- **Work request**
When you reach the line that contains "Query: bundled reed cylinder" in the entries below, begin returning lines exactly as written and continue through the last one.

- **Records shown**
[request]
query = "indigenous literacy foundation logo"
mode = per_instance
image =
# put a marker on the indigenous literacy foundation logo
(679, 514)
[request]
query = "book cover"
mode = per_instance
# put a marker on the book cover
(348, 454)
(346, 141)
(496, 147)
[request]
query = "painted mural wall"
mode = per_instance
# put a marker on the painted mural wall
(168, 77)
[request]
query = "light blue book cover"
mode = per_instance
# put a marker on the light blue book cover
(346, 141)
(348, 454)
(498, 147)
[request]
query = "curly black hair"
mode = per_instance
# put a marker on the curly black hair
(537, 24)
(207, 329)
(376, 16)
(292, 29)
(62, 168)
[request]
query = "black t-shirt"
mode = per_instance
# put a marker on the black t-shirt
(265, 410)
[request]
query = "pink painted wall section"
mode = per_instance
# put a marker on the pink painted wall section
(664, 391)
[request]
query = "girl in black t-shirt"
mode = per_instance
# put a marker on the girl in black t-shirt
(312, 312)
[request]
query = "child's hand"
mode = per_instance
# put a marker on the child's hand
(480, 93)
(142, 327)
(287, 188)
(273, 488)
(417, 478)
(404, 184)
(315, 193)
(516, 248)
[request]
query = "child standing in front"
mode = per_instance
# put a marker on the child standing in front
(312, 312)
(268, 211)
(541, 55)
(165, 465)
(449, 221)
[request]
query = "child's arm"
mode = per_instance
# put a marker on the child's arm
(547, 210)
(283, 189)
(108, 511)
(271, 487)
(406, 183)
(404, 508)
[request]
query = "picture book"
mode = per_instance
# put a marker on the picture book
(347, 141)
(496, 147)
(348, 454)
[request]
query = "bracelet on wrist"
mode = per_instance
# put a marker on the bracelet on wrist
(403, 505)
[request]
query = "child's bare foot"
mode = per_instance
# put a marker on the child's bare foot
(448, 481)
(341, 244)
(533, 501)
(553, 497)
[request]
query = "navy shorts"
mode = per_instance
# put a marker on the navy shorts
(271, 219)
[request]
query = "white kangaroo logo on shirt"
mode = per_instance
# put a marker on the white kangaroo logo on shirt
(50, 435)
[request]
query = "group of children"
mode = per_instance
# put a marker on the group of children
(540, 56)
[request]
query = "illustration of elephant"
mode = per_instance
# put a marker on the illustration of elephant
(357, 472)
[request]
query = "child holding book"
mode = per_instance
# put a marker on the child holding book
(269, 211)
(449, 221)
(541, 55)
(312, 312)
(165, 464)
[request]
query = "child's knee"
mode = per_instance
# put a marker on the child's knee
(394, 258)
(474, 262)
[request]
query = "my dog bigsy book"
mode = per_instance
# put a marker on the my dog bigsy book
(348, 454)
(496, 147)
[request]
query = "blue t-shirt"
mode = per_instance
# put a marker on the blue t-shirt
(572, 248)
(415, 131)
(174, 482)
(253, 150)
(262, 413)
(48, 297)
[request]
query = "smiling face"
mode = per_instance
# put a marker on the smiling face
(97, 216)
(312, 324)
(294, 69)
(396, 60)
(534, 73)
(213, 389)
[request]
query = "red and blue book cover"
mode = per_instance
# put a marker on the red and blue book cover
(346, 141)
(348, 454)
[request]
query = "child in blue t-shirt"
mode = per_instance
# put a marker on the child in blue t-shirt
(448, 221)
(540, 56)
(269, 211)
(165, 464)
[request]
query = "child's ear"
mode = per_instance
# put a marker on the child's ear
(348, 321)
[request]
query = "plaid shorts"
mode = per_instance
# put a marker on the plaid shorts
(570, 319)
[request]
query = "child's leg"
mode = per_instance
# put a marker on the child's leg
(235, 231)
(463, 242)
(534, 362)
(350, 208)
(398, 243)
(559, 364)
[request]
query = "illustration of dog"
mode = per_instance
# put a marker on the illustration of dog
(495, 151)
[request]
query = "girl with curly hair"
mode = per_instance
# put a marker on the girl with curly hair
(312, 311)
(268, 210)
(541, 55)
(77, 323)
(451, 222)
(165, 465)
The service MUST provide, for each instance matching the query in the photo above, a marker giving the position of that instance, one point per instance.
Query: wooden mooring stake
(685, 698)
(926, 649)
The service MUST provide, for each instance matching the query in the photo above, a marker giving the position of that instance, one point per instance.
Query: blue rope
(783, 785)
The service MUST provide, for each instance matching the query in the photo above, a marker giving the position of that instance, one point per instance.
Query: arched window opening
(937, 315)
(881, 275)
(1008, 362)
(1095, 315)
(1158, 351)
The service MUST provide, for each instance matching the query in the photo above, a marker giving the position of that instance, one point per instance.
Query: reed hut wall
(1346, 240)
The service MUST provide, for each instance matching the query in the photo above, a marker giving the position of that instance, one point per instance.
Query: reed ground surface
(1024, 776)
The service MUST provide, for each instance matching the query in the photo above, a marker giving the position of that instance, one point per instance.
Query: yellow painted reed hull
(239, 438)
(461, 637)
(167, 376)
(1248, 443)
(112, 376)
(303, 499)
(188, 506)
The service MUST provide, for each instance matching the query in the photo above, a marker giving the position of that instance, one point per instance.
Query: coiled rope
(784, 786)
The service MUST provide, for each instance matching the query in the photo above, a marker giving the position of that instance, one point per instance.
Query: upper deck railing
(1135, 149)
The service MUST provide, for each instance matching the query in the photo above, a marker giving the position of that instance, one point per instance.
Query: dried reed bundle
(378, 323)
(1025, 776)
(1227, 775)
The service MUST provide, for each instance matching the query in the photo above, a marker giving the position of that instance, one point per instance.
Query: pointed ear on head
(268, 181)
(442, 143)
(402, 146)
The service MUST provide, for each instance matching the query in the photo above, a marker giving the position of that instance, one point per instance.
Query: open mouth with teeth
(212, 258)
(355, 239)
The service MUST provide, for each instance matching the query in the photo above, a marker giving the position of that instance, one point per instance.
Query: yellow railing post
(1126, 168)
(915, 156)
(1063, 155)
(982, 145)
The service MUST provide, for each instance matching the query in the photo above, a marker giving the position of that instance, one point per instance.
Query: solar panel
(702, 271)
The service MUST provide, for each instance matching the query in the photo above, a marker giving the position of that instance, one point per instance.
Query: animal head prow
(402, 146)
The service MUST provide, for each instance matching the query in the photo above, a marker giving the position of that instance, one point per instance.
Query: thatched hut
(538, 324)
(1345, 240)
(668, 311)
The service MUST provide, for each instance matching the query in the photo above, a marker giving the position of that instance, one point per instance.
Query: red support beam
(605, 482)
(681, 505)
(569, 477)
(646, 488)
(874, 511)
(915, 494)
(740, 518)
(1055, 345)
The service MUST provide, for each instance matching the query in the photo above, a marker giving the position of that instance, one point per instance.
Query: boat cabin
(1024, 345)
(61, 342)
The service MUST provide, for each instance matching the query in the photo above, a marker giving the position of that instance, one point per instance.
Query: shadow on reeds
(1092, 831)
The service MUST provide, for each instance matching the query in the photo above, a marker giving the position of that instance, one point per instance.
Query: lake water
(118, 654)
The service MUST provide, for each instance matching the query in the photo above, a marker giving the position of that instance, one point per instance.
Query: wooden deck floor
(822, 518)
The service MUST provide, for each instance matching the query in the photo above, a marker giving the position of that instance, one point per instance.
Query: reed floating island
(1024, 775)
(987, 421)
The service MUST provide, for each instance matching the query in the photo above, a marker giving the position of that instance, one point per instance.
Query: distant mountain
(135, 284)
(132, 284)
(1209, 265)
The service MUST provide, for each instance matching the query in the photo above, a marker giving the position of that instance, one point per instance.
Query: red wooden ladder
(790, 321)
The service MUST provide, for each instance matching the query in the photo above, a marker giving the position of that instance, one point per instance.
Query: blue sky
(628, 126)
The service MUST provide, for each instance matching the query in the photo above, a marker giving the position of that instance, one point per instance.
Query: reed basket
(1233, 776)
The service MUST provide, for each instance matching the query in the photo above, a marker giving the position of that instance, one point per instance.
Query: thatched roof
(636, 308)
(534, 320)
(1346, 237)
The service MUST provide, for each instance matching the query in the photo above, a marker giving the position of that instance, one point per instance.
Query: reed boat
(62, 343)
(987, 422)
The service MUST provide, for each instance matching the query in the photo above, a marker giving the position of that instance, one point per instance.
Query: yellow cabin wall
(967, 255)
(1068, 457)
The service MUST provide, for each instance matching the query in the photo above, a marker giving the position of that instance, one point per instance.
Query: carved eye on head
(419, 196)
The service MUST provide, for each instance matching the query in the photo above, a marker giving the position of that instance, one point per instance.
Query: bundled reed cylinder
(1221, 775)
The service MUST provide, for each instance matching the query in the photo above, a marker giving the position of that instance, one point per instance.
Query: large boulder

- **Task result**
Query: bundled reed cylinder
(1221, 775)
The service MUST provide, for each instance matching the query in the photo above, a marker giving the position of that instance, one point per instance.
Query: large boulder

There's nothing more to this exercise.